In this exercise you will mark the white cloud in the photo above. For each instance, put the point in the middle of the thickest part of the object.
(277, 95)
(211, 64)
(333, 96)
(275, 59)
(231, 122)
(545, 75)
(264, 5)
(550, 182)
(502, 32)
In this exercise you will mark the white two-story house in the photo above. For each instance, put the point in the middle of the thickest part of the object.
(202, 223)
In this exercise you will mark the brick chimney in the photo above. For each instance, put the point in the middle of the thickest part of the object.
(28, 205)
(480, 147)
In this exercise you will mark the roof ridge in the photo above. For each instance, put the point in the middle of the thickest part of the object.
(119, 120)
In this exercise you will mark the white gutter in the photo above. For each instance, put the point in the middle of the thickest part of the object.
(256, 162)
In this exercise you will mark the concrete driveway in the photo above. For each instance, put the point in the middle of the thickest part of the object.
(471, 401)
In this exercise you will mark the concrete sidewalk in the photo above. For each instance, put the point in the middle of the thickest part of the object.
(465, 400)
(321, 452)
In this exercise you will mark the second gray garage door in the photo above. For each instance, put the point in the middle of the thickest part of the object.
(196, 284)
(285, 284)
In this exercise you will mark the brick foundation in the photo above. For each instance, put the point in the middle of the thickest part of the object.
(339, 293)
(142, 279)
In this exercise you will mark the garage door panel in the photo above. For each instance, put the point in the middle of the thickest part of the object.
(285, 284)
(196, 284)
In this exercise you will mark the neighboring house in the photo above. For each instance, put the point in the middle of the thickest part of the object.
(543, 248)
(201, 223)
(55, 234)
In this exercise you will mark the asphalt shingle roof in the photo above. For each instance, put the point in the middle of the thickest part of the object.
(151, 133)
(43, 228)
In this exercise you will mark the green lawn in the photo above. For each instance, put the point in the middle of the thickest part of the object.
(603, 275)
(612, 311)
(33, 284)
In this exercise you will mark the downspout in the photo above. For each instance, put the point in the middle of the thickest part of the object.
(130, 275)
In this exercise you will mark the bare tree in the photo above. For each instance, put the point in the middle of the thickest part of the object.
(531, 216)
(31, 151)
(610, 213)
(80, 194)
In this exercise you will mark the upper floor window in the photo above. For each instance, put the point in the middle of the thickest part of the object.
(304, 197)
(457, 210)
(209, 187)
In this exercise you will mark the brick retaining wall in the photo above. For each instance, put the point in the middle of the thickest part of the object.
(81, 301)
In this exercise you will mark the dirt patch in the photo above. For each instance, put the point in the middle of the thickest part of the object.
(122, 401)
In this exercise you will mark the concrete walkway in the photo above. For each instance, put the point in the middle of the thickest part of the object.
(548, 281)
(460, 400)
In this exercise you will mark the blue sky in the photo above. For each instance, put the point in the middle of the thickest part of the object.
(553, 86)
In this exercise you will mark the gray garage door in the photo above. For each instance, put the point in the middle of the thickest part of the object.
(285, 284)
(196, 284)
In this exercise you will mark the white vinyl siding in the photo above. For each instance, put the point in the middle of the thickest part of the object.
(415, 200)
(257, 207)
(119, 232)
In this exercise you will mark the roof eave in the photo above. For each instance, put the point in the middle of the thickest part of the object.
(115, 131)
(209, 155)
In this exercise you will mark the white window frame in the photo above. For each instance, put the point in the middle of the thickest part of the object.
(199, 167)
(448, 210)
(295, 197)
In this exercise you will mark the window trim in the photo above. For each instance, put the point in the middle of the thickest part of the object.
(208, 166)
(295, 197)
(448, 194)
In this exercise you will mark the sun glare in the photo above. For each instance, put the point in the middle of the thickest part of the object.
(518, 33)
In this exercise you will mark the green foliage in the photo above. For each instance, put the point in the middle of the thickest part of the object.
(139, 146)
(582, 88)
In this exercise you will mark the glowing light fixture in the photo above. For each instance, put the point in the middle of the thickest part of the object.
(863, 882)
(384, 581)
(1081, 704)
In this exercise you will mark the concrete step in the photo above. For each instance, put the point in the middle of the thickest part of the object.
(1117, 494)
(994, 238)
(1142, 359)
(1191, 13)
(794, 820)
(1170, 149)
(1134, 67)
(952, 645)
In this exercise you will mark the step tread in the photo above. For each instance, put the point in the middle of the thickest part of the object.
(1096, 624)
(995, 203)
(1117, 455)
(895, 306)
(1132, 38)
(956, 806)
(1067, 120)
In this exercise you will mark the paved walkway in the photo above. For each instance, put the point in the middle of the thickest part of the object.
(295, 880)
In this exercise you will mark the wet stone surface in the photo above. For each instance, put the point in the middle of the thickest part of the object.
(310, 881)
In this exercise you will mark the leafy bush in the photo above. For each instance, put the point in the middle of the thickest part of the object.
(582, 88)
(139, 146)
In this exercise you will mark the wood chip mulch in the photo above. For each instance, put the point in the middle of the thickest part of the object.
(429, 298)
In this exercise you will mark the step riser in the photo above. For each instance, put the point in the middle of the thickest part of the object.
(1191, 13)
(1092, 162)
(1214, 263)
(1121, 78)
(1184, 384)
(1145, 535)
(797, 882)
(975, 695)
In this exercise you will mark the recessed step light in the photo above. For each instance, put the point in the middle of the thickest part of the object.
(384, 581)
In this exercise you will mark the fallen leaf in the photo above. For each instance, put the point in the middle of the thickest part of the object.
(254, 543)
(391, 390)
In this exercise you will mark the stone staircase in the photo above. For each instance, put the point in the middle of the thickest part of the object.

* * *

INSTRUCTION:
Copy the records above word for word, leaving nothing out.

EXERCISE SOLUTION:
In this exercise you will mark the white cloud in the photo above. For each instance, put the point in the middle of the thickest part of the object.
(277, 95)
(211, 64)
(333, 96)
(275, 59)
(231, 122)
(545, 75)
(264, 5)
(550, 182)
(502, 32)
In this exercise you will mark the white two-story house in the photo above. For each instance, put the point in the middle of the thickest part of the object.
(202, 223)
In this exercise you will mark the brick chimney in the photo above. For each instance, put the point in the middle of the thickest part of the object.
(28, 205)
(480, 147)
In this exercise you will mark the roof ridge in the photo above. For each instance, put the point in the middle of the thickest part of the object.
(119, 120)
In this exercise you will mark the white gutter in the photo above. For each instance, put the point in the middle of the thickest part of the object.
(256, 162)
In this exercise you will mark the concrete driveway in the photo above. For each instance, put the point in the middle of the thickest part of the object.
(471, 401)
In this exercise you will mark the concrete sidewalk in the photo above. For each instance, put the point in the middle of the thickest part of the object.
(465, 400)
(321, 452)
In this exercise you will mark the second gray garage door in the photo above. For each instance, put the point in the middle of the thickest part of the object.
(196, 284)
(285, 284)
In this exercise you will mark the brick foundation in the photo above. For each instance, put the point in the middle of the thickest part of the object.
(339, 293)
(142, 279)
In this exercise you will mark the garage door panel in the photo above. For each instance, put the point in the middle of the thickest part of the object.
(285, 284)
(196, 284)
In this exercise you will mark the neighboring house in the photo above. For each instance, put the point in the middle of the thickest part of the object.
(543, 248)
(201, 223)
(55, 234)
In this exercise you will mark the asphalt shingle roof in the photo above. For each instance, put the point in the middle of the thickest part of the object.
(151, 133)
(43, 228)
In this exercise you will mark the green lawn in the photo above. For each instance, put the point in the middle of the thickest part of the object.
(603, 275)
(612, 311)
(33, 284)
In this exercise you will mark the downspout in the photo above. For each instance, put the point in the middle of the thickest part of the object.
(130, 275)
In this exercise you will mark the bare tree in the photo above. For each instance, put the point in the middle of the thickest part of the object.
(531, 216)
(31, 151)
(610, 213)
(80, 194)
In this exercise you will mark the upper floor window in the photo above. For each instance, put the point in the middle of the thickest part of the object.
(304, 197)
(457, 210)
(209, 187)
In this exercise you will mark the brick retaining wall in the photo above. For each instance, put the point in the middle of the thickest part of the object.
(81, 301)
In this exercise you will mark the dirt patch in the photo above. For each instance, put the point in the middle of the thickest part of the object.
(122, 401)
In this exercise you will mark the concrete walkway in the photo above. For each instance, put the point in the middle of the thickest part of the object.
(548, 281)
(460, 400)
In this exercise you will mark the blue sky in the photo above. For each instance, put the point in the middle of the thickest part of the object.
(553, 86)
In this exercise you will mark the gray garage door in the photo above. For each instance, put the point in the middle of the thickest part of the object.
(285, 284)
(196, 284)
In this exercise you will mark the white vinyl siding in the photo above. For each instance, put the point in the middle of the thickest part of the object.
(415, 200)
(257, 207)
(119, 232)
In this exercise you will mark the roof eave in the photo above. For each instance, put the point in the middle of the thickest part of the object.
(115, 131)
(209, 155)
In this exercise you will mark the white window frame in the photo above. For each instance, put the point in the middle of the thickest part of the object.
(199, 167)
(448, 210)
(295, 197)
In this exercise you will mark the window trim in the photo above. For each instance, put the point in the middle of the thickest part of the object.
(208, 166)
(295, 197)
(448, 194)
In this exercise you will mark the sun glare in the photo above. For each instance, put the point in the middle of the thickest part of the object.
(518, 33)
In this exercise you will mark the green foliage in the photo above. For each instance, put the point in the middle of the thickest part of the object.
(139, 146)
(582, 88)
In this exercise you will mark the glowing light fixture in the photo above. For each instance, put the point in the middle of the thickest part of the object.
(863, 882)
(384, 581)
(1081, 704)
In this exercise you will mark the concrete step in the photo above. For each instance, put the point in the middle of the thickest part of the object.
(1117, 494)
(994, 238)
(1142, 359)
(1191, 13)
(794, 820)
(1170, 149)
(1134, 67)
(952, 645)
In this exercise you will mark the step tread in the photo above. For each instance, put the point in the middle of the thickest part of the object.
(1096, 624)
(995, 203)
(1117, 455)
(895, 306)
(1132, 38)
(956, 806)
(1067, 120)
In this exercise you will mark the paved walkway in the photo above. For each instance, put the point in the middle of the thickest part of the object.
(295, 880)
In this exercise you will mark the wet stone surface in the photo above. For each instance, put the point in the middle of the thickest part of the object.
(310, 881)
In this exercise you will mark the leafy bush in the photo above. For each instance, put the point in the middle of the thickest part of the object.
(582, 88)
(139, 146)
In this exercise you will mark the wood chip mulch in the photo above. For each instance, put the point in the middle of the thickest part of the object.
(429, 298)
In this exercise you will mark the step riser in the photo above. For each instance, put the point in the middle of the thickest part of the object.
(1191, 13)
(1092, 162)
(1214, 263)
(1121, 78)
(1184, 384)
(1145, 535)
(797, 882)
(975, 695)
In this exercise you will mark the recessed step light in the photo above. For each instance, put the point in the middle of the thickest part of the object.
(384, 581)
In this exercise you will mark the fallen leaf in the photo above. For each instance, put the point in the middle of the thickest part of the object.
(254, 543)
(391, 390)
In this exercise you will mark the stone staircase in the photo above. For each instance, put the point in the middle of the thickest part of the object.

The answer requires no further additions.